> **WHAT TO DO**
Please transcribe the entries that follow exactly as they stand, skipping each picture.

> **DATA FOR PROCESSING**
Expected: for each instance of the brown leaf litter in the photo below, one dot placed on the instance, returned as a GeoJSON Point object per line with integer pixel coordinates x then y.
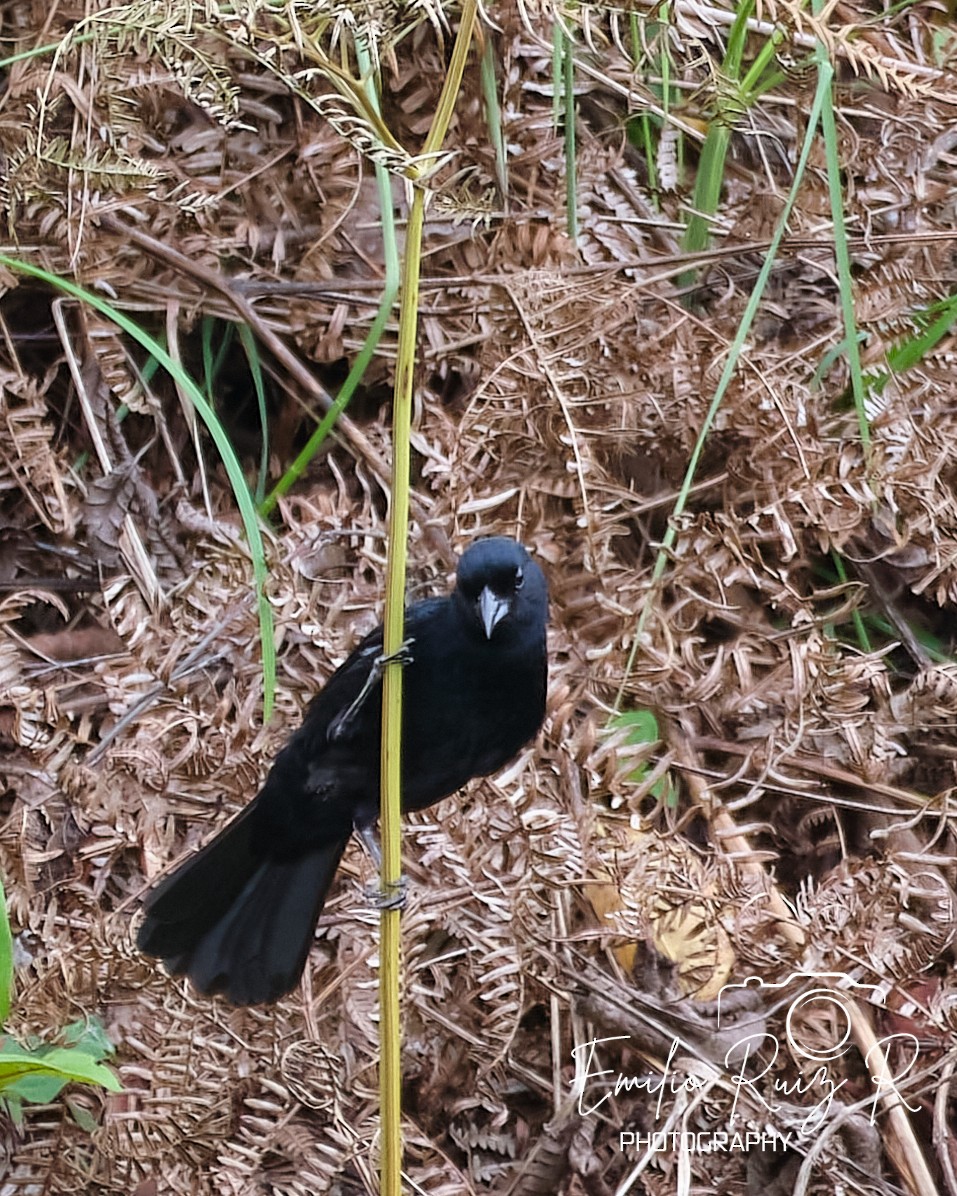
{"type": "Point", "coordinates": [188, 162]}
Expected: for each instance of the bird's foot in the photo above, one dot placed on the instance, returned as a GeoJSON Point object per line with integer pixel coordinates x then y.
{"type": "Point", "coordinates": [392, 896]}
{"type": "Point", "coordinates": [402, 656]}
{"type": "Point", "coordinates": [342, 722]}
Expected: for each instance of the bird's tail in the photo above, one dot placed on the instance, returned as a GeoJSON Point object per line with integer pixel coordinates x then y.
{"type": "Point", "coordinates": [236, 922]}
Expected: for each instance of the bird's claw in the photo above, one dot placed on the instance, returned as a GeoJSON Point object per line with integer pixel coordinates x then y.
{"type": "Point", "coordinates": [402, 656]}
{"type": "Point", "coordinates": [394, 896]}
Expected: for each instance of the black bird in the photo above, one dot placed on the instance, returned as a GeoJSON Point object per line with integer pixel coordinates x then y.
{"type": "Point", "coordinates": [238, 917]}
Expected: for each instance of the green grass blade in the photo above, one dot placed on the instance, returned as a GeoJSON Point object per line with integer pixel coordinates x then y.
{"type": "Point", "coordinates": [230, 461]}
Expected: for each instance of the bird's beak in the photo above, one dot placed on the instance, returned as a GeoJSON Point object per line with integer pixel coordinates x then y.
{"type": "Point", "coordinates": [492, 610]}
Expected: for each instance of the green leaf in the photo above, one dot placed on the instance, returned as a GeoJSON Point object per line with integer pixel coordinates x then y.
{"type": "Point", "coordinates": [63, 1062]}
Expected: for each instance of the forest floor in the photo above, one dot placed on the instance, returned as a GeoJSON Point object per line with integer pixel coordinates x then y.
{"type": "Point", "coordinates": [770, 620]}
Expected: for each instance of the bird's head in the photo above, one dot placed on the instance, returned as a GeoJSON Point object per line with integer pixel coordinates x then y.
{"type": "Point", "coordinates": [501, 587]}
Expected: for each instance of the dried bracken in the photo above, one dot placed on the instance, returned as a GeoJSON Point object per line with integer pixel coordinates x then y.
{"type": "Point", "coordinates": [195, 160]}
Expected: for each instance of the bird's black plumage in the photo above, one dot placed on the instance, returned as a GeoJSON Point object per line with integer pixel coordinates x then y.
{"type": "Point", "coordinates": [238, 917]}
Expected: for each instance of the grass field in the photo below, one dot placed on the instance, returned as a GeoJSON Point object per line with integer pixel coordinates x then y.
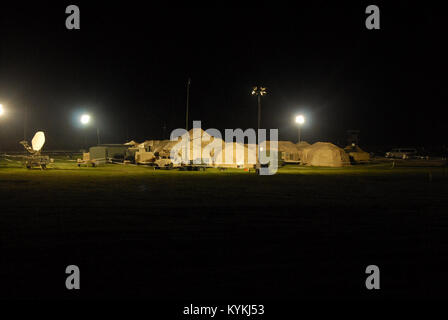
{"type": "Point", "coordinates": [305, 232]}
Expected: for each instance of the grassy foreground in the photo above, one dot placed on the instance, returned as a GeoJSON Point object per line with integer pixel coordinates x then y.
{"type": "Point", "coordinates": [304, 232]}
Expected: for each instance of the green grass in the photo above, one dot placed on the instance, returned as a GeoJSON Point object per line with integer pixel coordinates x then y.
{"type": "Point", "coordinates": [168, 233]}
{"type": "Point", "coordinates": [113, 186]}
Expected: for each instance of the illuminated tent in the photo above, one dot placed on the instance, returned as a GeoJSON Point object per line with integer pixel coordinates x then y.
{"type": "Point", "coordinates": [238, 153]}
{"type": "Point", "coordinates": [356, 154]}
{"type": "Point", "coordinates": [325, 154]}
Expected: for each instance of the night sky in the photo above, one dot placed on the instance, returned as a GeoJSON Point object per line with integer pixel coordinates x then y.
{"type": "Point", "coordinates": [129, 64]}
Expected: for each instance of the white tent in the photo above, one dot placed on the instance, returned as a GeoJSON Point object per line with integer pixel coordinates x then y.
{"type": "Point", "coordinates": [235, 155]}
{"type": "Point", "coordinates": [325, 154]}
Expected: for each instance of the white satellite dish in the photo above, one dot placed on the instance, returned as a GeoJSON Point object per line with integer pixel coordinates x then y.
{"type": "Point", "coordinates": [38, 141]}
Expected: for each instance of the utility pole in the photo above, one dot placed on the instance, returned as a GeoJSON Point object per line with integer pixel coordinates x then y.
{"type": "Point", "coordinates": [188, 103]}
{"type": "Point", "coordinates": [259, 92]}
{"type": "Point", "coordinates": [98, 135]}
{"type": "Point", "coordinates": [25, 123]}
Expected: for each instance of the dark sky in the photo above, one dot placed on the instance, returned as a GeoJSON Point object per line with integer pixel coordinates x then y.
{"type": "Point", "coordinates": [129, 63]}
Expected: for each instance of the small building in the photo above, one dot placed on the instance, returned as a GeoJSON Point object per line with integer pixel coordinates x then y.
{"type": "Point", "coordinates": [106, 152]}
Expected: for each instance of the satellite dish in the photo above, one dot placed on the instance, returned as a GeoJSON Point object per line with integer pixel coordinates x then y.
{"type": "Point", "coordinates": [38, 141]}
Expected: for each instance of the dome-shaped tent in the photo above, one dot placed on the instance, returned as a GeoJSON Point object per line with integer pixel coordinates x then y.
{"type": "Point", "coordinates": [325, 154]}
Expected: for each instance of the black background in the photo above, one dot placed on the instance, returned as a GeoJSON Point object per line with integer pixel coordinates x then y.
{"type": "Point", "coordinates": [129, 63]}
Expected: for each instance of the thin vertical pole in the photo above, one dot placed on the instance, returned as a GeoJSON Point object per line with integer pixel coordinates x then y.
{"type": "Point", "coordinates": [188, 103]}
{"type": "Point", "coordinates": [258, 129]}
{"type": "Point", "coordinates": [25, 123]}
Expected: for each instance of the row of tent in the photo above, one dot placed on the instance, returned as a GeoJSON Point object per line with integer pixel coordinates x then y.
{"type": "Point", "coordinates": [317, 154]}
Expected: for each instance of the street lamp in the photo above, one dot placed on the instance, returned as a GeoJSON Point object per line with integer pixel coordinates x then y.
{"type": "Point", "coordinates": [259, 92]}
{"type": "Point", "coordinates": [85, 120]}
{"type": "Point", "coordinates": [300, 120]}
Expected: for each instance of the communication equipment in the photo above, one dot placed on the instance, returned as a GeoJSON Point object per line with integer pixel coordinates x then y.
{"type": "Point", "coordinates": [35, 159]}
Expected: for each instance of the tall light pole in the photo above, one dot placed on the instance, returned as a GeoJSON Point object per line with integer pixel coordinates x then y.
{"type": "Point", "coordinates": [259, 92]}
{"type": "Point", "coordinates": [188, 103]}
{"type": "Point", "coordinates": [300, 120]}
{"type": "Point", "coordinates": [85, 120]}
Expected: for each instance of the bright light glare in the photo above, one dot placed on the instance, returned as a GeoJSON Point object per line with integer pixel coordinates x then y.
{"type": "Point", "coordinates": [85, 119]}
{"type": "Point", "coordinates": [300, 119]}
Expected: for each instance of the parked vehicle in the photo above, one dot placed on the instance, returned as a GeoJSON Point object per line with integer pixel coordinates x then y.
{"type": "Point", "coordinates": [402, 153]}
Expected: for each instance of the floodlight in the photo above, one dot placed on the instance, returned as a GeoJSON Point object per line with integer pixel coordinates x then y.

> **EXPECTED ANSWER**
Expected: for each instance of the brown leaf litter in the photo below, one dot placed on the instance, returned as a GeoJSON Point object per line with integer pixel coordinates x then y.
{"type": "Point", "coordinates": [188, 162]}
Expected: for each instance of the bird's foot in the photo above, one dot placed on the instance, returned as a GeoJSON Point object per line with integer pixel coordinates x then y.
{"type": "Point", "coordinates": [392, 896]}
{"type": "Point", "coordinates": [402, 656]}
{"type": "Point", "coordinates": [342, 722]}
Expected: for each instance of the bird's tail in the photo above, one dot placed on the instance, returned as a GeoJSON Point object per line with integer pixel coordinates x then y.
{"type": "Point", "coordinates": [236, 922]}
Expected: for each instance of the bird's claw in the photo above, one dot placed on the instance, returned as a GeoJSON Point object per line with integer pixel coordinates x then y.
{"type": "Point", "coordinates": [402, 656]}
{"type": "Point", "coordinates": [394, 896]}
Expected: for each instance of the black bird in the photo above, one dot placed on the instance, returned as a GeoJSON Point object per line with integer pixel coordinates x then y.
{"type": "Point", "coordinates": [238, 917]}
Expected: for each instance of the green grass blade in the photo above, one dot placed on the instance, returned as a GeoJSON Point object per line with integer pixel coordinates x then y.
{"type": "Point", "coordinates": [230, 461]}
Expected: for each instance of the bird's beak in the photo above, one dot placed on the instance, returned as a GeoJSON Point object per line with integer pixel coordinates x then y.
{"type": "Point", "coordinates": [492, 610]}
Expected: for each instance of the green leaf in the photo above, one dot placed on the instance, returned as a GeoJSON Point object per line with integer pixel coordinates x then y.
{"type": "Point", "coordinates": [63, 1062]}
Expected: for each instance of the forest floor in the photo above, one dot placed on the instance, returned as a GeoJSON Point object per line with integer pixel coordinates x then y.
{"type": "Point", "coordinates": [770, 620]}
Expected: for each instance of the bird's head in the photo above, one dot placed on the instance, returned as a GeoJSON Point object per line with integer pixel coordinates x then y.
{"type": "Point", "coordinates": [501, 587]}
Expected: for each instance of the dried bracken in the photo above, one dot placed on the instance, returned as a GeoJSON Point object per line with integer pixel coordinates x then y.
{"type": "Point", "coordinates": [195, 160]}
Expected: for each instance of the bird's black plumage in the photo above, one dot placed on the instance, returned as a GeoJSON Point object per line with integer pixel coordinates x then y.
{"type": "Point", "coordinates": [238, 917]}
Expected: for each instance of the grass field in the photo below, one dot placed on the instance, returned as a GeoJSON Point object per line with integer pixel coordinates x then y.
{"type": "Point", "coordinates": [305, 232]}
Expected: for each instance of the grassy foreground in the photo above, one dot placed on the instance, returned as a GeoJSON Point object per line with integer pixel coordinates x then y.
{"type": "Point", "coordinates": [304, 232]}
Expected: for each instance of the green grass in the photo above, one dot placed on the instance, returned as a GeoJSON Point object per line with integer pixel coordinates x then y.
{"type": "Point", "coordinates": [168, 233]}
{"type": "Point", "coordinates": [113, 186]}
Expected: for each instance of the illuminated tent in the photo above, one dot placed on the instance, returned as a GeoJSON Point object per line with integer pixel coordinates x then y.
{"type": "Point", "coordinates": [238, 153]}
{"type": "Point", "coordinates": [356, 154]}
{"type": "Point", "coordinates": [325, 154]}
Expected: for each instance of the night sky in the photo above, one dot placed on the instance, returned as a GeoJSON Point object per line with integer pixel coordinates x then y.
{"type": "Point", "coordinates": [129, 64]}
Expected: for each instance of the white tent in the photo above, one dot placed on the instance, returned as a GeoJSON Point object per line with integer pixel coordinates x then y.
{"type": "Point", "coordinates": [235, 155]}
{"type": "Point", "coordinates": [325, 154]}
Expected: for each instance of the white satellite dish in the photo above, one dot placed on the instance, returned as a GeoJSON Point object per line with integer pixel coordinates x then y.
{"type": "Point", "coordinates": [38, 141]}
Expected: for each instance of the utility pole in the photo above, one dot placed on the instance, returned as a GeoJSON Point object per line with integer pixel coordinates x then y.
{"type": "Point", "coordinates": [188, 103]}
{"type": "Point", "coordinates": [259, 92]}
{"type": "Point", "coordinates": [98, 135]}
{"type": "Point", "coordinates": [25, 123]}
Expected: for each instance of the dark sky in the photo above, one dot placed on the instance, returned as a GeoJSON Point object per line with integer pixel coordinates x then y.
{"type": "Point", "coordinates": [129, 63]}
Expected: for each instance of the small building in the photo above, one dot placed on the instance, returned as a GeoJSON Point object per line with integer pixel coordinates x then y.
{"type": "Point", "coordinates": [106, 152]}
Expected: for each instance of the satellite dish in the photo above, one dot placed on the instance, returned as a GeoJSON Point object per line with integer pixel coordinates x then y.
{"type": "Point", "coordinates": [38, 141]}
Expected: for each instance of the dome-shaped tent in the photo above, one dot placed on the instance, returned as a GeoJSON Point object per line with integer pixel coordinates x then y.
{"type": "Point", "coordinates": [325, 154]}
Expected: for each instance of the black background in the photo above, one dot placed on the instance, returned as a GeoJSON Point object per line with integer pixel coordinates x then y.
{"type": "Point", "coordinates": [129, 63]}
Expected: for each instance of the thin vertical pole in the photo above, one dot placed on the instance, returned as a GeoJSON Point object per line with integer pixel coordinates x then y.
{"type": "Point", "coordinates": [188, 103]}
{"type": "Point", "coordinates": [258, 129]}
{"type": "Point", "coordinates": [25, 123]}
Expected: for each instance of the row of tent in the photo above, one dot placed on the instance, returned as a GeoJSON Point object per line with integer pixel coordinates x then y.
{"type": "Point", "coordinates": [317, 154]}
Expected: for each instance of the street lamp in the photo above, one dot placed on the instance, returned as a GeoJSON Point object per line with integer pixel coordinates x then y.
{"type": "Point", "coordinates": [259, 92]}
{"type": "Point", "coordinates": [85, 120]}
{"type": "Point", "coordinates": [300, 120]}
Expected: for each instance of the communication equipment in the photo above, one dot placed on the instance, returned as a GeoJSON Point object per line with integer pixel coordinates x then y.
{"type": "Point", "coordinates": [35, 159]}
Expected: for each instance of the tall light pole in the photo above, one dot placed on the instance, returned as a GeoJSON Point object per line with integer pixel coordinates x then y.
{"type": "Point", "coordinates": [259, 92]}
{"type": "Point", "coordinates": [188, 103]}
{"type": "Point", "coordinates": [300, 120]}
{"type": "Point", "coordinates": [85, 120]}
Expected: for each instance of the bright light glare in the photo above, one dot placed on the instance, returned as a GeoJSON Point object per line with integer pixel coordinates x then y.
{"type": "Point", "coordinates": [85, 119]}
{"type": "Point", "coordinates": [300, 119]}
Expected: for each instance of the parked vehicle in the photo above, one dot placed on the instance, returned as a GeoJSON Point object per line with integer pixel coordinates x then y.
{"type": "Point", "coordinates": [402, 153]}
Expected: for each instance of the floodlight in the photo above, one dot placed on the instance, returned as a GeoJSON Point object per line with integer pixel coordinates x then y.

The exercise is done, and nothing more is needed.